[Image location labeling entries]
============================================================
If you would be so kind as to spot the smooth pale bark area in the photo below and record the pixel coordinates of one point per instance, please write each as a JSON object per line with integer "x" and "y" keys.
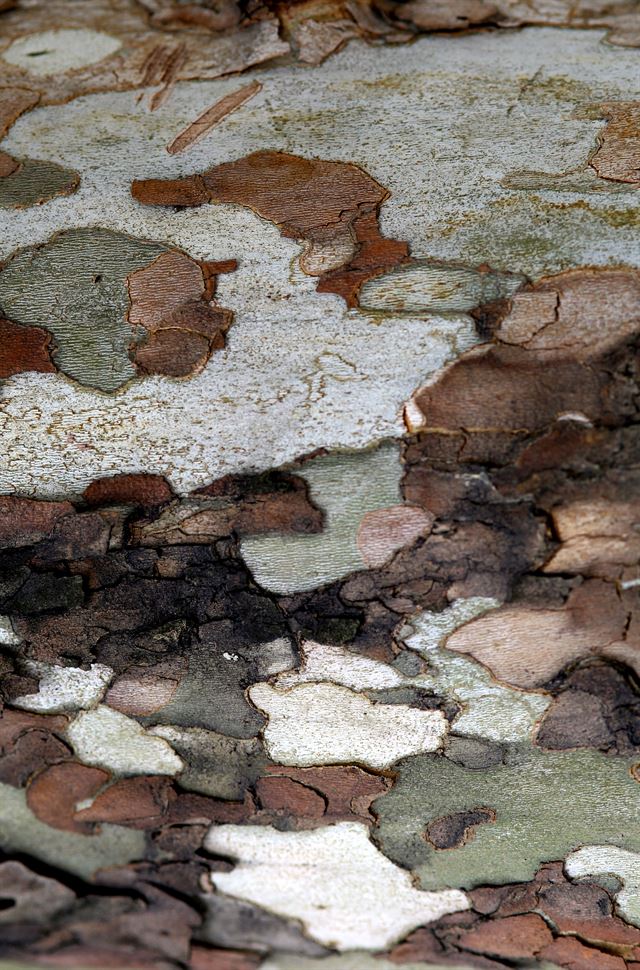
{"x": 319, "y": 478}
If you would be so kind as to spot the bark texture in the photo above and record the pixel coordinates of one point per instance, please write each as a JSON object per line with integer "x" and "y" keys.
{"x": 319, "y": 485}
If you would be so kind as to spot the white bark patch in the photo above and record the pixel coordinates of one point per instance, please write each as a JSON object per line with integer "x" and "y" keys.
{"x": 107, "y": 739}
{"x": 65, "y": 688}
{"x": 324, "y": 724}
{"x": 299, "y": 366}
{"x": 325, "y": 662}
{"x": 345, "y": 892}
{"x": 58, "y": 51}
{"x": 595, "y": 860}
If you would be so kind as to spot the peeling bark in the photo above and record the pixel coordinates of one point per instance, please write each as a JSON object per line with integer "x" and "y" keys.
{"x": 319, "y": 556}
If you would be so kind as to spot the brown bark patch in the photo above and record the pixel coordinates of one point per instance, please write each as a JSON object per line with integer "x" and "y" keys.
{"x": 54, "y": 793}
{"x": 308, "y": 199}
{"x": 617, "y": 156}
{"x": 509, "y": 938}
{"x": 141, "y": 489}
{"x": 171, "y": 300}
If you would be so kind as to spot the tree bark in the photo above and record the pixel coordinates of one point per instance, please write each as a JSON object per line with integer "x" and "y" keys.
{"x": 319, "y": 555}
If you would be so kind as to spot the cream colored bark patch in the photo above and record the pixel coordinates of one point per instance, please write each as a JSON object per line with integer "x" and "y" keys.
{"x": 57, "y": 51}
{"x": 65, "y": 688}
{"x": 594, "y": 860}
{"x": 111, "y": 740}
{"x": 326, "y": 662}
{"x": 346, "y": 893}
{"x": 323, "y": 724}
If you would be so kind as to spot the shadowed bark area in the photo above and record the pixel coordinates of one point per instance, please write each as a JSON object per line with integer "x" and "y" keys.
{"x": 319, "y": 555}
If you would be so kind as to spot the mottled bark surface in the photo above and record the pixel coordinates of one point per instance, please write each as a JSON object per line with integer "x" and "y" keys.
{"x": 319, "y": 485}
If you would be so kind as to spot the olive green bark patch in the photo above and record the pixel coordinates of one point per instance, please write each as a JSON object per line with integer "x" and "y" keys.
{"x": 35, "y": 182}
{"x": 75, "y": 285}
{"x": 546, "y": 805}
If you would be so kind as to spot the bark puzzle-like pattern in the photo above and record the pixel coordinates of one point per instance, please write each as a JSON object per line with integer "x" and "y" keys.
{"x": 319, "y": 485}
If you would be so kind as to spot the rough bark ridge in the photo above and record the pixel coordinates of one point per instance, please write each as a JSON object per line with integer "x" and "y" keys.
{"x": 319, "y": 515}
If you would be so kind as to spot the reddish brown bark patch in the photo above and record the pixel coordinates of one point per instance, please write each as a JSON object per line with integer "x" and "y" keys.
{"x": 574, "y": 955}
{"x": 205, "y": 959}
{"x": 24, "y": 349}
{"x": 53, "y": 794}
{"x": 145, "y": 490}
{"x": 321, "y": 202}
{"x": 24, "y": 521}
{"x": 510, "y": 938}
{"x": 139, "y": 802}
{"x": 347, "y": 791}
{"x": 617, "y": 156}
{"x": 171, "y": 300}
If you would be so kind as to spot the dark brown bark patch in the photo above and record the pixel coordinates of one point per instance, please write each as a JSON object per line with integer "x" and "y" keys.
{"x": 330, "y": 205}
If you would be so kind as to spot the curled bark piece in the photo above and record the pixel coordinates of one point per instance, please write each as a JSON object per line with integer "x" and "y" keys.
{"x": 213, "y": 116}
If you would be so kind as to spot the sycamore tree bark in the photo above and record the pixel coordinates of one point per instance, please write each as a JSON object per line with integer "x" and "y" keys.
{"x": 319, "y": 484}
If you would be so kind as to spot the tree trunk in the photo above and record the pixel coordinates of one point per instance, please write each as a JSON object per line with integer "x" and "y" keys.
{"x": 319, "y": 531}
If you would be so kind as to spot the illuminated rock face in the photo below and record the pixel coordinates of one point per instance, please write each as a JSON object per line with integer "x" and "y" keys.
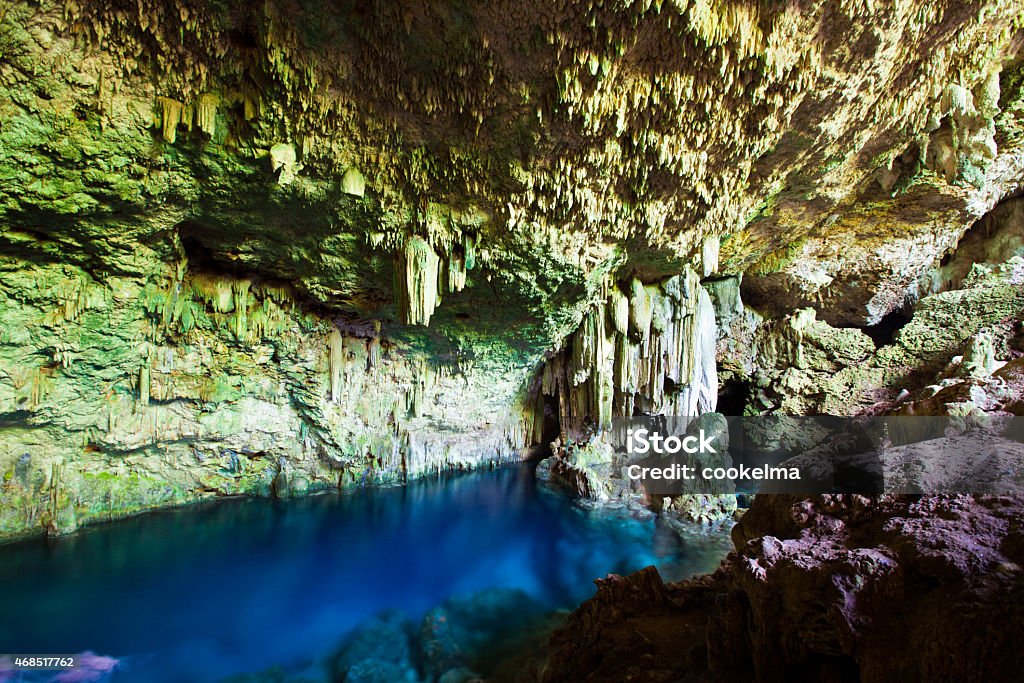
{"x": 288, "y": 247}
============================================================
* **EXERCISE PROMPT**:
Write out the lines of the material from the one containing "If you would be so kind as to spot the dark" through the last, exactly and only those. Leave every picture out.

* **RESPONSE FOR THIS EXERCISE**:
If you would be so kind as to spot the dark brown bark patch in the photo above and record the pixel coordinates of one point per instance, please write each as a JSON object per line with integer "x" and "y" keys.
{"x": 330, "y": 205}
If you would be so kind as to spot the curled bark piece in the photo above and record the pixel coordinates of one point per instance, please write each as a JSON object per line with integer "x" and "y" keys.
{"x": 213, "y": 116}
If you would be so kind as to spot the sycamore tree bark in the photo above and record the pixel coordinates of one point per instance, please write each as a JSON object per line with integer "x" and "y" keys.
{"x": 319, "y": 484}
If you would be so kind as to spot the tree trunk in the photo above and record the pixel coordinates of one point per instance, please write each as a JSON object per line with integer "x" and "y" keys.
{"x": 319, "y": 531}
If you would be so kind as to spot the illuminated rock face in the photo below and record the pixel coordinates of one point per instance, please write each as a JSON object per line with integer "x" and "y" keys.
{"x": 288, "y": 247}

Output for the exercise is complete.